- Publicity Photo of Bernie West
- Born: Bernard Wessler May 30, 1918 New York City, U.S.
- Died: July 29, 2010 (aged 92) Beverly Hills, California, U.S.
- Education: Baruch College
- Occupation: television writer
- Spouse: Miriam "Mimi" West (died 2004)
- Children: 2 daughters
- Writing career
- Period: 1970s and 1980s
- Genre: sitcoms
- Notable works: All in the Family The Jeffersons Three's Company The Ropers Three's A Crowd
- Notable awards: Emmy (1973)

= Bernie West =

American screenwriter

Bernie West (May 30, 1918 - July 29, 2010) was an American television writer and actor best known for his work in situation comedies such as All in the Family, its spinoff The Jeffersons, and Three's Company.

==Biography==
Born on May 30, 1918, in the Bronx, New York City as Bernard Wessler, to Russian-Jewish immigrants; he earned his undergraduate degree from Baruch College, earning a Bachelor of Business Science in advertising. West worked as a nightclub comedian, and performed on tour with the U.S.O. in the Pacific Theatre after being rejected from the military due to medical issues. As part of the comedy duo Ross & West, he toured the hotel circuit in the Catskills and Poconos with Ross Martin, quipping, "Everything we did may not have been original, but what we stole was good!" After Martin left, he was replaced by college friend Mickey Ross who changed his name from Isadore Rovinsky so the comedy duo could retain the Ross & West name.
==*==
Tasks to carry out:
a – Answer these questions from the Bernie West article, one line each:
(i) In what city did Bernie West die?
(ii) What degree did he earn at Baruch College?
(iii) What was Mickey Ross's name before he changed it?
b – Turn the paragraph of the Bernie West article that begins "Born on May 30, 1918" into a short bulleted list that keeps its main facts.
c – For each statement, say yes or no according to the Bernie West article, and quote the words that decide it.
(i) West received an Emmy in 1973.
(ii) West was rejected from the military because of medical issues.
(iii) West was born in Brooklyn.
==*==
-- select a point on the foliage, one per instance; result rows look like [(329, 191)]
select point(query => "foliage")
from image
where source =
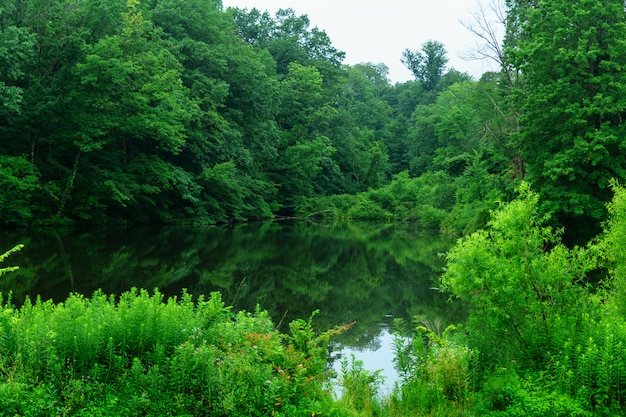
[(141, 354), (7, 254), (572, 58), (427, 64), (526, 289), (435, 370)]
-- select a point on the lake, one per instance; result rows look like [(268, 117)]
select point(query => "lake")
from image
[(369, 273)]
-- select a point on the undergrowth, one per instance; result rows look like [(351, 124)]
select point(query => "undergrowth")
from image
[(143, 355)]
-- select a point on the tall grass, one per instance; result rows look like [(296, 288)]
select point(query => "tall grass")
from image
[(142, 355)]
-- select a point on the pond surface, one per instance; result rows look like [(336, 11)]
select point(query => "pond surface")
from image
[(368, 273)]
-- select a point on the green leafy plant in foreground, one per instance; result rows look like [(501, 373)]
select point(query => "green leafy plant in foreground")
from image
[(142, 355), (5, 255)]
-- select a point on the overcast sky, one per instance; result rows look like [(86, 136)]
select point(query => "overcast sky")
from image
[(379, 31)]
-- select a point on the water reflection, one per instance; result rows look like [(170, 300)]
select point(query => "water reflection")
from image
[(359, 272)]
==*==
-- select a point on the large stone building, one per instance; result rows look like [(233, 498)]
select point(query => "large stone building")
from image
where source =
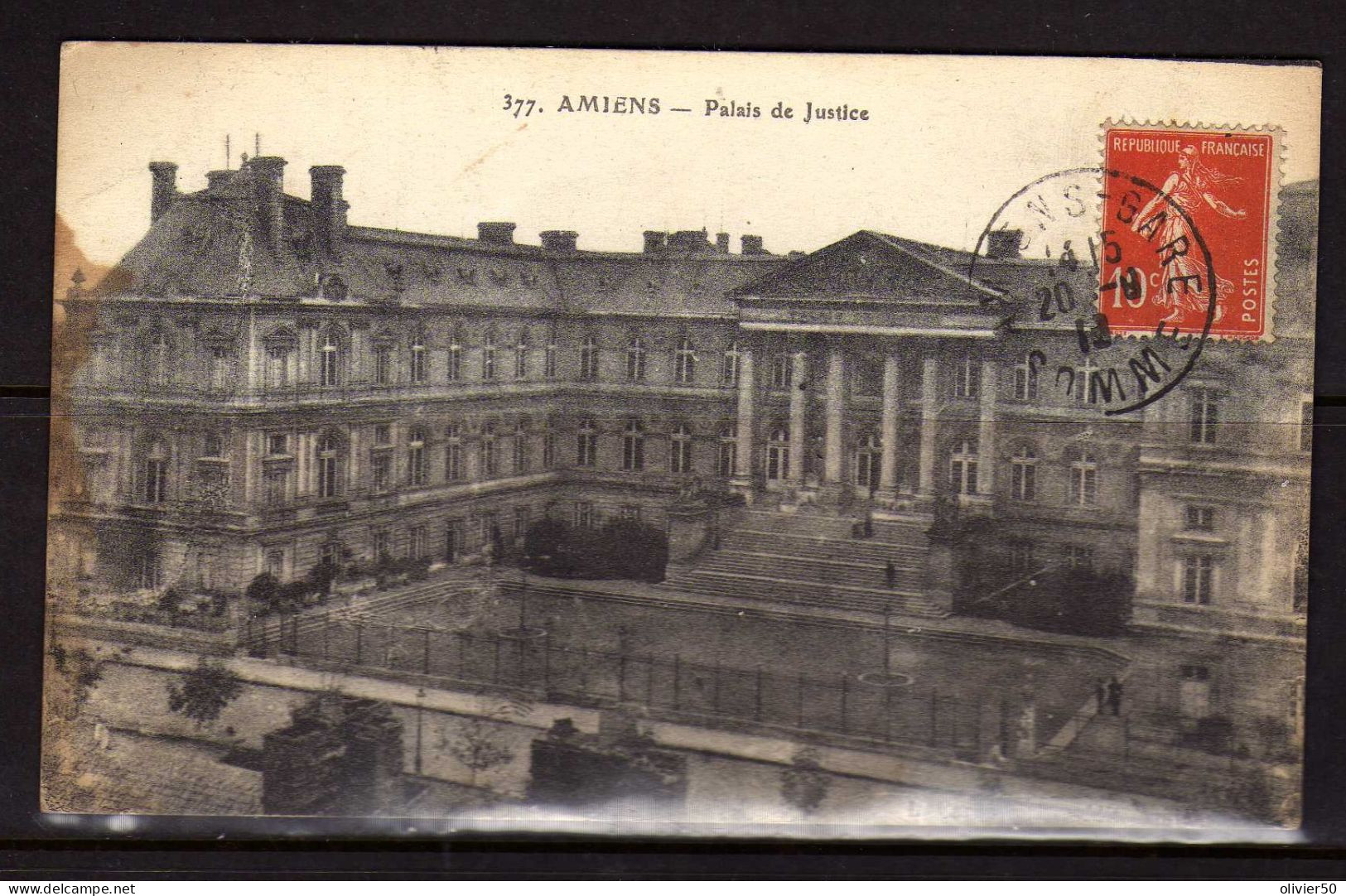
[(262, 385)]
==*==
Numbered responses:
a –
(i) Beverly Hills, California
(ii) A Bachelor of Business Science in advertising
(iii) Isadore Rovinsky

b –
- Born Bernard Wessler on May 30, 1918, in the Bronx, New York City, to Russian-Jewish immigrants
- Earned a Bachelor of Business Science in advertising from Baruch College
- Worked as a nightclub comedian
- Toured the Pacific Theatre with the U.S.O. after the military rejected him for medical reasons
- With Ross Martin, toured the Catskills and Poconos hotel circuit as the comedy duo Ross & West
- After Martin left, college friend Mickey Ross replaced him, changing his name from Isadore Rovinsky so the duo could keep the Ross & West name

c –
(i) Yes: "Notable awards: Emmy (1973)"
(ii) Yes: "after being rejected from the military due to medical issues"
(iii) No: "in the Bronx, New York City"